§ EXCERPTED RECORDS:
────────

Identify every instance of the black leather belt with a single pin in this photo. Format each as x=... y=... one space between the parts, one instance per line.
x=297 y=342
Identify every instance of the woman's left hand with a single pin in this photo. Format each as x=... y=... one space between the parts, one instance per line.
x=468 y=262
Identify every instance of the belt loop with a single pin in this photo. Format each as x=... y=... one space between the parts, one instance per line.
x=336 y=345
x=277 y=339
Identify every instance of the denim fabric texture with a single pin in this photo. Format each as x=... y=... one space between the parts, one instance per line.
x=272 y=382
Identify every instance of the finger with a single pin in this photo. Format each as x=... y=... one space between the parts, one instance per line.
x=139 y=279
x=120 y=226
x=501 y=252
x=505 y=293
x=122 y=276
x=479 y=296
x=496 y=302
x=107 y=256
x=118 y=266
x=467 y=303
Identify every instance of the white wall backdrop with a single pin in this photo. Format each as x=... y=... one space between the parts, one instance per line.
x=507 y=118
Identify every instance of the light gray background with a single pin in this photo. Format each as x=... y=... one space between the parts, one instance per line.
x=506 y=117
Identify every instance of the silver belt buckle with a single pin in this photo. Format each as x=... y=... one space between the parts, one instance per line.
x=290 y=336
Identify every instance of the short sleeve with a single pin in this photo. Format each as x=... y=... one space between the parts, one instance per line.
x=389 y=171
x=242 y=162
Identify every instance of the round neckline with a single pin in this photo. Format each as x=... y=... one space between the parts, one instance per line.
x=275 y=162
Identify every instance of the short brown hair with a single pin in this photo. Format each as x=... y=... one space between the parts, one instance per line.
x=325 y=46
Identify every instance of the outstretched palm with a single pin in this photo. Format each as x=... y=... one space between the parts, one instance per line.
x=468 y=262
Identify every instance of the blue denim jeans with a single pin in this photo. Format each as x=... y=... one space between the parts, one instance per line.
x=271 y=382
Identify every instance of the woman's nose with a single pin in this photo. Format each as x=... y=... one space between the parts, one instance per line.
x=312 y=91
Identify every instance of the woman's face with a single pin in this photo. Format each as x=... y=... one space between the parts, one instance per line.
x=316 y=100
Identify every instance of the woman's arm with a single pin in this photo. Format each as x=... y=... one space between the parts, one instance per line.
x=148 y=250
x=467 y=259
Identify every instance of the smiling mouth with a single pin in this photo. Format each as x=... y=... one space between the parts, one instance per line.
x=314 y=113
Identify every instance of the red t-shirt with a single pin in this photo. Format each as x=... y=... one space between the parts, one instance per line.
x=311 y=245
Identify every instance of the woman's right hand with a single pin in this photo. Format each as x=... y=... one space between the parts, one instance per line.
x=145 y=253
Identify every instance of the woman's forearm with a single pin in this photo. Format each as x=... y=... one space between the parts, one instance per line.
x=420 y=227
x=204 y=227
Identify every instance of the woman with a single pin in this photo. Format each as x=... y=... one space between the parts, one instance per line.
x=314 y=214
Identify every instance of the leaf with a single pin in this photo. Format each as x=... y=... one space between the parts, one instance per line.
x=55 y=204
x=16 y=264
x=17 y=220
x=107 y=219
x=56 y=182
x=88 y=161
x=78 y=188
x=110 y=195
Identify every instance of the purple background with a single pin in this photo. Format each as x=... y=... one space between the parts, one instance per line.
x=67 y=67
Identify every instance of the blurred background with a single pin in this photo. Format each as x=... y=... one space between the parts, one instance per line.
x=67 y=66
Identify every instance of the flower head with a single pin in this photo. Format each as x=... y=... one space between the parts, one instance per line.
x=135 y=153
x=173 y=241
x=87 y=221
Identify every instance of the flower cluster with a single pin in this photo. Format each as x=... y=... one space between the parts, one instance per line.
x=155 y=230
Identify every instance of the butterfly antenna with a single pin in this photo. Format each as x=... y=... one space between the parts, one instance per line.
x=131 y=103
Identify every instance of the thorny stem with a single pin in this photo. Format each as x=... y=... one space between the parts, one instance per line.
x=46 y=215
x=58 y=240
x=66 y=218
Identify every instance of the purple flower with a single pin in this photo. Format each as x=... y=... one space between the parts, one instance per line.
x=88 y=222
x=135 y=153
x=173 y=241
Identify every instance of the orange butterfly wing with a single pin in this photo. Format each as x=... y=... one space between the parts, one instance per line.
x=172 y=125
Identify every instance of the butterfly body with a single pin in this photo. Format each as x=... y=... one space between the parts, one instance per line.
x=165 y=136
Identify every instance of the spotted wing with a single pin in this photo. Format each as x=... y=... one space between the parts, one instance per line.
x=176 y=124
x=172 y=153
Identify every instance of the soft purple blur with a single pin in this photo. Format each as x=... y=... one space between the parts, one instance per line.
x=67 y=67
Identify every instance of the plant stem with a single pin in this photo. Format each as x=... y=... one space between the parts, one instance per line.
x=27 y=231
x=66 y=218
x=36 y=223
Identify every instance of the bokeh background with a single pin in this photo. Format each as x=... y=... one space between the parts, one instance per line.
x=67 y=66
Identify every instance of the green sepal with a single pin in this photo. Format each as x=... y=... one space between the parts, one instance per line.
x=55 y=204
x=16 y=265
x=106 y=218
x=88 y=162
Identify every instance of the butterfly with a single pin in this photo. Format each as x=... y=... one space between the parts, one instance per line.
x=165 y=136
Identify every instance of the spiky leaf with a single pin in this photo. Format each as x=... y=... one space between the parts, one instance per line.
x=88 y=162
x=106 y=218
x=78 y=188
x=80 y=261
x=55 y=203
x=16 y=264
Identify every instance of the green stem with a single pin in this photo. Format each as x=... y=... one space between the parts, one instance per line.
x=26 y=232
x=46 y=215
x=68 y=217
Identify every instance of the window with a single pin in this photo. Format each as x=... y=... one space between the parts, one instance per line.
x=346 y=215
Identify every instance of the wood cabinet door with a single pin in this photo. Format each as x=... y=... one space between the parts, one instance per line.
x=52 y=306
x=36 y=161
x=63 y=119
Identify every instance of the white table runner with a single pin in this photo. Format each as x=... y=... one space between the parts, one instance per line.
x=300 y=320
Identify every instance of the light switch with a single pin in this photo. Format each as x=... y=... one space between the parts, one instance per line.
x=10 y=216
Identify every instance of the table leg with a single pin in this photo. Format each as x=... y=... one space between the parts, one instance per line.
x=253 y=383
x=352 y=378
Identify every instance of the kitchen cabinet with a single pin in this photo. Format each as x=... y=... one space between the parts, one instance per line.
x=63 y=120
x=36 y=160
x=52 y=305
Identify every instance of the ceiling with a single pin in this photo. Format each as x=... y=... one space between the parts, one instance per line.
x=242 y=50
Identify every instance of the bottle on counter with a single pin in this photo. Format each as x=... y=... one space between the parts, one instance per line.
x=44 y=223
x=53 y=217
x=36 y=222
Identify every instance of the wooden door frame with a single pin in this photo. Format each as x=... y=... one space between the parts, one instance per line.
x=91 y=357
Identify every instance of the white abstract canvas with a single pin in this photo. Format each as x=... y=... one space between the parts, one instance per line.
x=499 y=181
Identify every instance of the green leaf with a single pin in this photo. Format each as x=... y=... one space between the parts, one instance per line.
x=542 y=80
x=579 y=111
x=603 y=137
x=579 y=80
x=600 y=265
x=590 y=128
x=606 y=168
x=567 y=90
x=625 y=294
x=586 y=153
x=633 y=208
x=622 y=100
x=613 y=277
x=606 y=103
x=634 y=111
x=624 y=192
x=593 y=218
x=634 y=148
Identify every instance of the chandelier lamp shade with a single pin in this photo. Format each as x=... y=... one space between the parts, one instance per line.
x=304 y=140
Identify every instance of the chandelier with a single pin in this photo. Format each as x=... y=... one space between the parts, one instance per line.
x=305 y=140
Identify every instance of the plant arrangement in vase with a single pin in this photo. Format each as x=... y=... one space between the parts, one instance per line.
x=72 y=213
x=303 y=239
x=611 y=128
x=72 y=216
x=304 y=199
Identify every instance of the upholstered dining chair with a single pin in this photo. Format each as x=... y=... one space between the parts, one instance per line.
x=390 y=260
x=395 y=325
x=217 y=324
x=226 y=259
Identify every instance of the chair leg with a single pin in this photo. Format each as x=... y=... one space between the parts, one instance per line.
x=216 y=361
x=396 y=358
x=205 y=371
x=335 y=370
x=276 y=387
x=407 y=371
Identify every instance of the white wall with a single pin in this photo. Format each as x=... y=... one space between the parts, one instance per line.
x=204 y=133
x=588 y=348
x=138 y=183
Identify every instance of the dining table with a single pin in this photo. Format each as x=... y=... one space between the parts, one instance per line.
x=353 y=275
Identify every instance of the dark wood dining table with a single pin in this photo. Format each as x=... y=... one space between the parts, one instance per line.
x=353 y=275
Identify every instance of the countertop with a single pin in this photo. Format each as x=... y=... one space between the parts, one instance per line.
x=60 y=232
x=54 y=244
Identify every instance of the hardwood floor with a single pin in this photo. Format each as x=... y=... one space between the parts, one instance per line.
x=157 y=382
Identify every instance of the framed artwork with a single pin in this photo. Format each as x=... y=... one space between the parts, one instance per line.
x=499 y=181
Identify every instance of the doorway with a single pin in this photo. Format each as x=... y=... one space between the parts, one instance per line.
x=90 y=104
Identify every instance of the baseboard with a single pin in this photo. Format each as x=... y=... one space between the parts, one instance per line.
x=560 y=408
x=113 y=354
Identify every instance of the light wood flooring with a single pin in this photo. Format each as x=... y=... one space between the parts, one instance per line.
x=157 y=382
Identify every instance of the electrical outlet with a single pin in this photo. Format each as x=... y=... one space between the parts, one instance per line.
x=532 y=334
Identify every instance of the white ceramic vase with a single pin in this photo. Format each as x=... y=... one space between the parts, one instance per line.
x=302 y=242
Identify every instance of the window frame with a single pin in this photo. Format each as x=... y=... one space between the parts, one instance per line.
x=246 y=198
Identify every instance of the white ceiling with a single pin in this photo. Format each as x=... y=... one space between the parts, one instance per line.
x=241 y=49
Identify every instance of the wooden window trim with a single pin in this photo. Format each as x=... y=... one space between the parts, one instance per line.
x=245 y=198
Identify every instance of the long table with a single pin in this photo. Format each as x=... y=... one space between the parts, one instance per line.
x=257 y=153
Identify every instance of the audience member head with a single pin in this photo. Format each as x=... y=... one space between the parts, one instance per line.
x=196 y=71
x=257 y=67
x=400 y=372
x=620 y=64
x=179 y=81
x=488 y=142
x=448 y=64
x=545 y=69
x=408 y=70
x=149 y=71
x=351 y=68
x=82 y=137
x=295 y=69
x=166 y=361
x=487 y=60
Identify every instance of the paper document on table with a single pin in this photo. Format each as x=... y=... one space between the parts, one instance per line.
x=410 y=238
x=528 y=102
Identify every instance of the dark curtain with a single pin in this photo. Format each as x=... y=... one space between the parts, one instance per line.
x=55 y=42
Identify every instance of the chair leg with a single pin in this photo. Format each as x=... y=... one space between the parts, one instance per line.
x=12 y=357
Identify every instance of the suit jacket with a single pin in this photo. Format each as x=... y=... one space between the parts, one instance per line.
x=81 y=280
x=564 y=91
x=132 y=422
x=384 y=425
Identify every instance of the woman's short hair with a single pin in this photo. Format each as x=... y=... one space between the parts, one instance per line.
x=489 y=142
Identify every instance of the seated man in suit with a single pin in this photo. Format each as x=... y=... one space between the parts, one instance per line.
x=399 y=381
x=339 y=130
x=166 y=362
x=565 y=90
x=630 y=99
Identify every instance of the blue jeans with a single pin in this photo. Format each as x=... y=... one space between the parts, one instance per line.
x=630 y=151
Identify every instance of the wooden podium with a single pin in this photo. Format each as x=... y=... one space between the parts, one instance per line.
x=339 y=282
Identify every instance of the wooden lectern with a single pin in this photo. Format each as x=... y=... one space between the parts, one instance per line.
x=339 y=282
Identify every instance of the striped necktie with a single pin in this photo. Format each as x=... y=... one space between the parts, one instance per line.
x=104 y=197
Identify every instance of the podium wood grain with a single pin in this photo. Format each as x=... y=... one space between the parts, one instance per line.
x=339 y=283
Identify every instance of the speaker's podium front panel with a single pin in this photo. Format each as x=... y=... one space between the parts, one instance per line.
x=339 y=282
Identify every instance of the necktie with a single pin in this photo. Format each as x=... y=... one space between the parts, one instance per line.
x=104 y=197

────────

§ PROBLEM DESCRIPTION: Only the line containing "Identify every instance of the wooden lectern" and the lines after it, through the end of the data, should be copied, exactly as they are.

§ THE ANSWER:
Identify every instance of the wooden lectern with a single pin in this photo. Format each as x=... y=... one space between the parts, one instance per line.
x=339 y=282
Identify every instance of the striped necktie with a single pin in this photo. Format each as x=... y=... one space between the parts, one instance per line.
x=104 y=197
Identify every instance of the podium wood grain with a single pin in this photo. Format each as x=... y=... one space between the parts, one instance per line.
x=339 y=283
Identify every instance of the speaker's podium front panel with a single pin in this photo. Format each as x=... y=... one space between the parts, one instance per line.
x=339 y=282
Identify every instance of the necktie with a single pin in this photo. Format each as x=... y=... one space between the parts, one instance per line.
x=104 y=197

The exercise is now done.